* Data items
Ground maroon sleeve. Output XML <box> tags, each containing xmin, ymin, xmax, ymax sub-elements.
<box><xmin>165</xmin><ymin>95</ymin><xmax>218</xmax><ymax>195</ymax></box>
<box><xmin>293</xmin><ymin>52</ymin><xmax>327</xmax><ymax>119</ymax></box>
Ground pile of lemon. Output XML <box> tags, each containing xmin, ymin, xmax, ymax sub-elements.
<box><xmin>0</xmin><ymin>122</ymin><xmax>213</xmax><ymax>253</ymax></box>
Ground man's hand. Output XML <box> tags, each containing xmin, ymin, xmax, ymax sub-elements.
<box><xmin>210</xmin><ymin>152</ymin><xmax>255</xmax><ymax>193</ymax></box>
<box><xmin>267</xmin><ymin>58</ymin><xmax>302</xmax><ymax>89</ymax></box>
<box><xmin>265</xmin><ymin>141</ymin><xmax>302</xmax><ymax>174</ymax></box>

* Instruction
Reproduce the entries verbatim, starting with the line that contains "Ground pile of" and continuing through the last line of the entries, with both of those lines included.

* Completed exercise
Ground pile of lemon. Output XML <box> tags, each containing xmin, ymin, xmax, ymax sub-elements.
<box><xmin>0</xmin><ymin>122</ymin><xmax>213</xmax><ymax>253</ymax></box>
Ground man's hand. Output XML <box> tags, each containing xmin, ymin, xmax, ymax sub-elements.
<box><xmin>210</xmin><ymin>152</ymin><xmax>255</xmax><ymax>193</ymax></box>
<box><xmin>267</xmin><ymin>58</ymin><xmax>302</xmax><ymax>89</ymax></box>
<box><xmin>265</xmin><ymin>141</ymin><xmax>302</xmax><ymax>174</ymax></box>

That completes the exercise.